SELECTED EXTRACT:
"""

Woodkid For Nicolas Ghesquière - Louis Vuitton Works One

NOTE 10/25/19: This is one of those posts I drafted months ago, I think in May. Well, it stayed in draft status because ya know, life happens. I intended on writing more in depth about my love of Woodkid and his music and other talents, but I just don’t have the time. But this post should no go to the trash. If only to share and hopefully pass on something new.

Works One

Louis Vuitton presents the Women’s Spring-Summer 2019 Show by Nicolas Ghesquière

At the Cour Carrée of the Louvre Museum in Paris
October 2nd 2018
Woodkid For Nicolas Ghesquière - Louis Vuitton Works One
Woodkid For Nicolas Ghesquière - Louis Vuitton Works One



Released May 7, 2019
Two year long project that Woodkid made with Nicolas Ghesquière, Louis Vuitton’s artistic director for women collections. The songs were made for the Louis Vuitton‘s Fall/Winter in 2017.

"""

DATASET ROWS:
"""

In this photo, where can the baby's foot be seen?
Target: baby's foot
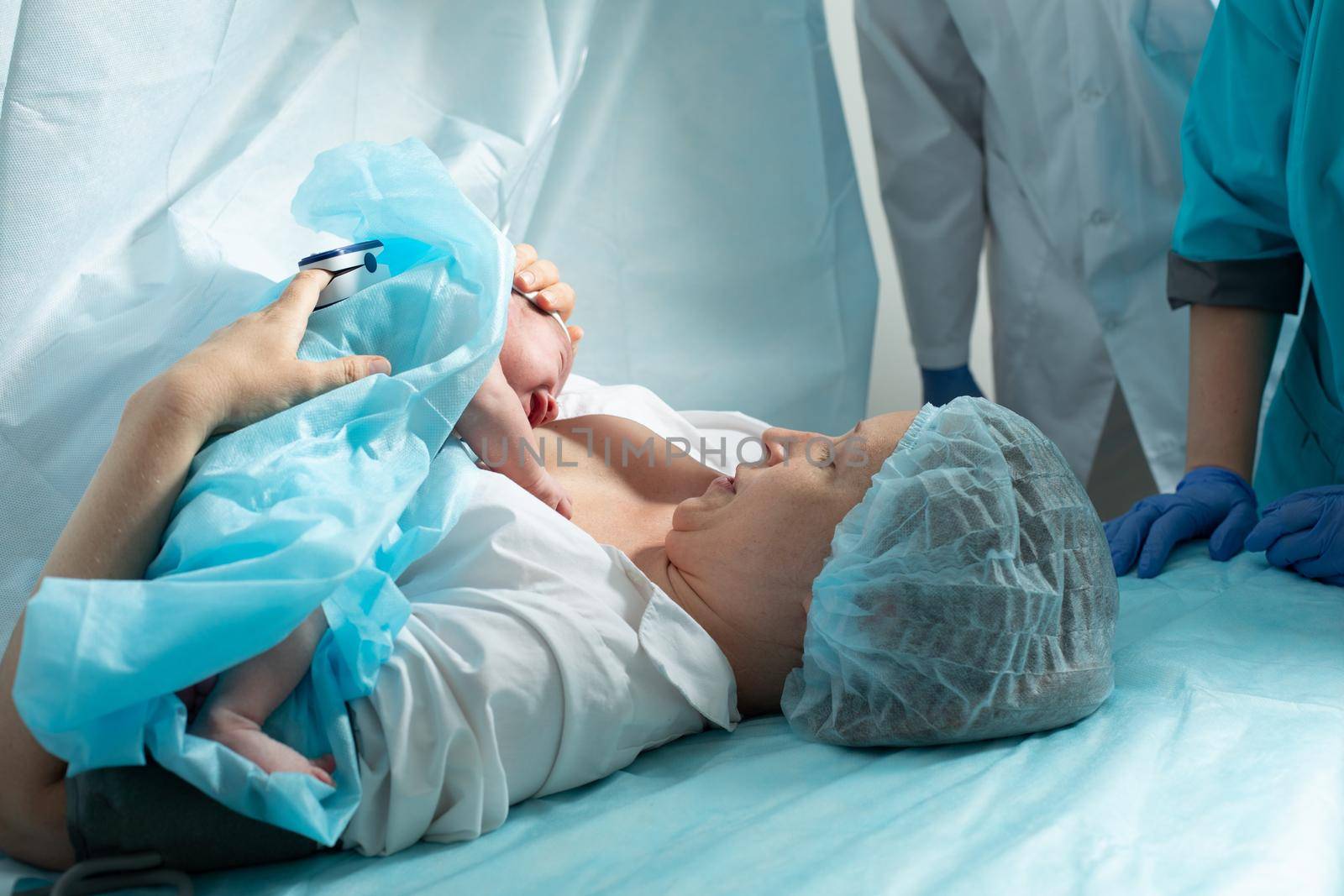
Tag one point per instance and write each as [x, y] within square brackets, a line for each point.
[245, 736]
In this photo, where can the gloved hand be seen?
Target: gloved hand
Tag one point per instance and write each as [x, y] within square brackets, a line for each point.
[1304, 531]
[1209, 503]
[944, 385]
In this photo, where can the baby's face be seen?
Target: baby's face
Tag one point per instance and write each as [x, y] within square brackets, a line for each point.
[537, 359]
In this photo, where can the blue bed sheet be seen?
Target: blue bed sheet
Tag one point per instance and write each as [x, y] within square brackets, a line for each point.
[1215, 768]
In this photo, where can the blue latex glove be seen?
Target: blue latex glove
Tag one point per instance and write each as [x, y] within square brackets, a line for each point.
[1209, 503]
[1304, 531]
[944, 385]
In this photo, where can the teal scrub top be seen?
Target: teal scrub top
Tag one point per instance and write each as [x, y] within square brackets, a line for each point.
[1263, 150]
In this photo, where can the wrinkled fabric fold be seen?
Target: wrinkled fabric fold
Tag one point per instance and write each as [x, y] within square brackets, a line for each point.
[324, 504]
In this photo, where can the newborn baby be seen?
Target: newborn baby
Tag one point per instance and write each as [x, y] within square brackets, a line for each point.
[517, 396]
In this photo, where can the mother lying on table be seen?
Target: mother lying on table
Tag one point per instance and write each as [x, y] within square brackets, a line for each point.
[927, 578]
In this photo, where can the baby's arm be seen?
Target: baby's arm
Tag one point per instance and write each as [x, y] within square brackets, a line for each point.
[495, 426]
[248, 694]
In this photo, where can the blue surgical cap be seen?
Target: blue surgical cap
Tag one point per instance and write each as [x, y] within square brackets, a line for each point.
[969, 594]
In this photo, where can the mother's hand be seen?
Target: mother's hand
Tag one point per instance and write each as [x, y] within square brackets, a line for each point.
[533, 275]
[249, 369]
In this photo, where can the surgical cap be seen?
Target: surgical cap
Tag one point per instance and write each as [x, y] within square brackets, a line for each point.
[969, 594]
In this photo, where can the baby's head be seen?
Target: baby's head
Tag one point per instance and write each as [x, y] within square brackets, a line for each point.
[537, 358]
[965, 594]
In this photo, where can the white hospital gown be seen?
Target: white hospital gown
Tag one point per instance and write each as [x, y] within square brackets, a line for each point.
[535, 660]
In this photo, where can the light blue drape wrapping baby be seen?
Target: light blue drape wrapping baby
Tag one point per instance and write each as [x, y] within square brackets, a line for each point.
[323, 504]
[969, 595]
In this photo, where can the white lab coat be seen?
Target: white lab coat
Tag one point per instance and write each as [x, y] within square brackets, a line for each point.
[1053, 125]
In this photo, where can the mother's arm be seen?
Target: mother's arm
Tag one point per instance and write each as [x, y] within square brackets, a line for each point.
[244, 372]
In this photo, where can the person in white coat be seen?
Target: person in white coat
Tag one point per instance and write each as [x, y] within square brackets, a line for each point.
[1053, 128]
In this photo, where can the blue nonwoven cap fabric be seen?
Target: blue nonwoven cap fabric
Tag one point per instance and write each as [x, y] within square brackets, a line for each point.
[324, 504]
[969, 595]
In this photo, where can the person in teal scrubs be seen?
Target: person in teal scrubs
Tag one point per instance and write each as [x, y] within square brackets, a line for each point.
[1263, 148]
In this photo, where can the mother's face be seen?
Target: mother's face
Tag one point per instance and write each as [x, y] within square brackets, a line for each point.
[765, 532]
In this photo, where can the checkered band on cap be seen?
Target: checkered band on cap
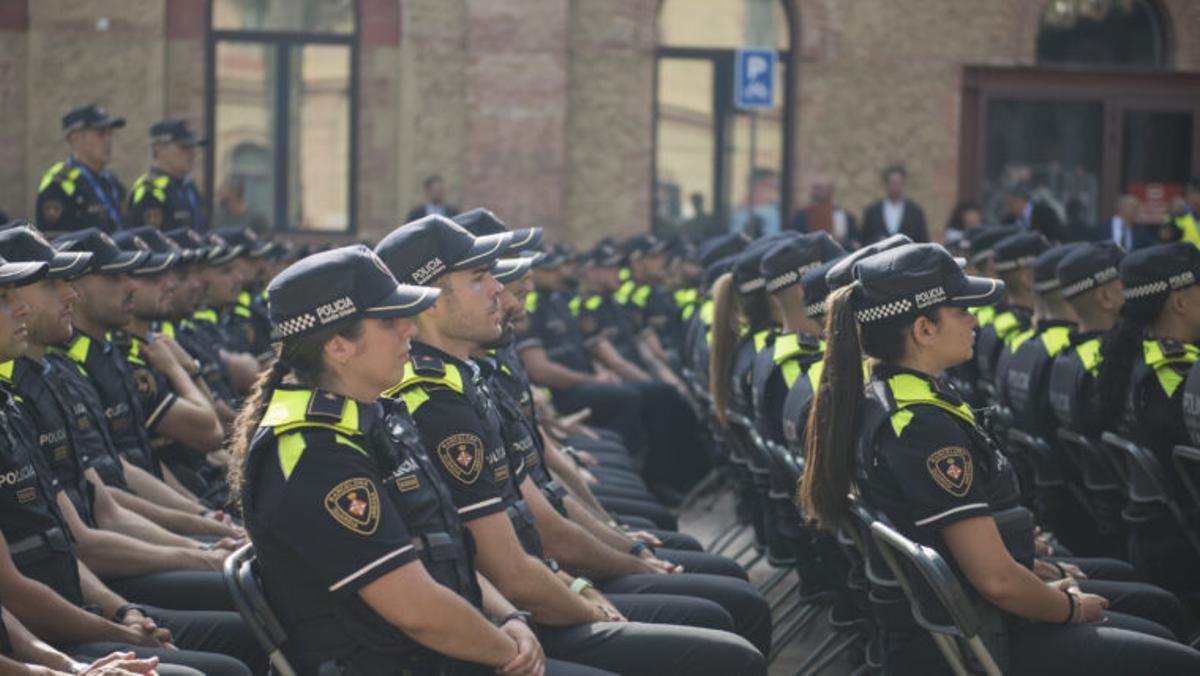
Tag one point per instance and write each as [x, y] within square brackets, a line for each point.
[753, 285]
[886, 311]
[1006, 265]
[295, 325]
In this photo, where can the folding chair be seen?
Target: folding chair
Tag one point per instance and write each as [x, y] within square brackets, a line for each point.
[936, 599]
[1149, 484]
[249, 599]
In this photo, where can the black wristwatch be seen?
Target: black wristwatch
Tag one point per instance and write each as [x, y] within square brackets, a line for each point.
[119, 616]
[527, 617]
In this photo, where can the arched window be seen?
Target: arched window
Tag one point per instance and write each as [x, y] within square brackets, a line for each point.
[720, 166]
[1101, 33]
[282, 82]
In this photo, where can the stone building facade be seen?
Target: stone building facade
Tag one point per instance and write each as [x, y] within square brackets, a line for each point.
[541, 109]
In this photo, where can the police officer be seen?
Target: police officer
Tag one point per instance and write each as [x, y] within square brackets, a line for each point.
[40, 546]
[166, 197]
[81, 192]
[327, 473]
[1143, 368]
[921, 459]
[460, 425]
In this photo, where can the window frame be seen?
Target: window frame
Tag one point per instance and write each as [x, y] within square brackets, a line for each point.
[720, 58]
[282, 42]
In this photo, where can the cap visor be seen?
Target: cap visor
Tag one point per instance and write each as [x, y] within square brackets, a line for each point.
[485, 250]
[405, 301]
[523, 239]
[124, 262]
[21, 274]
[978, 291]
[69, 265]
[510, 269]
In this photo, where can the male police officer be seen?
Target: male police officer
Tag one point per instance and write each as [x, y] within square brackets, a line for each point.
[166, 197]
[81, 192]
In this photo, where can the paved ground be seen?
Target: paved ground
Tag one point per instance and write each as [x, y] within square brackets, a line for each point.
[706, 520]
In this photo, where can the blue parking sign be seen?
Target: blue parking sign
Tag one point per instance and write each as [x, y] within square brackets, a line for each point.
[754, 84]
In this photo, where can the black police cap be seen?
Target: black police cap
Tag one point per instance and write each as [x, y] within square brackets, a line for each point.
[1018, 251]
[1045, 279]
[787, 262]
[913, 277]
[174, 130]
[483, 222]
[984, 238]
[90, 117]
[21, 241]
[843, 273]
[816, 288]
[747, 273]
[720, 247]
[1089, 265]
[511, 269]
[335, 285]
[424, 250]
[107, 257]
[1157, 270]
[154, 263]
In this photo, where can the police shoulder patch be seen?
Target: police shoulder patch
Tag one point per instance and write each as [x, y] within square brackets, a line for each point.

"""

WRITTEN TASKS:
A. In the Works One post, rewrite the passage starting at "Released May 7, 2019" and ending at "Fall/Winter in 2017.", replacing "project" with "collaboration".
B. Answer these questions from the Works One post:
(i) Where was the Louis Vuitton Women's Spring-Summer 2019 Show held?
(ii) On what date was Works One released?
(iii) What position does Nicolas Ghesquière hold at Louis Vuitton?

ANSWERS TO THE EXERCISES:
A.
Released May 7, 2019
Two year long collaboration that Woodkid made with Nicolas Ghesquière, Louis Vuitton’s artistic director for women collections. The songs were made for the Louis Vuitton‘s Fall/Winter in 2017.

B.
(i) At the Cour Carrée of the Louvre Museum in Paris
(ii) May 7, 2019
(iii) Artistic director for women collections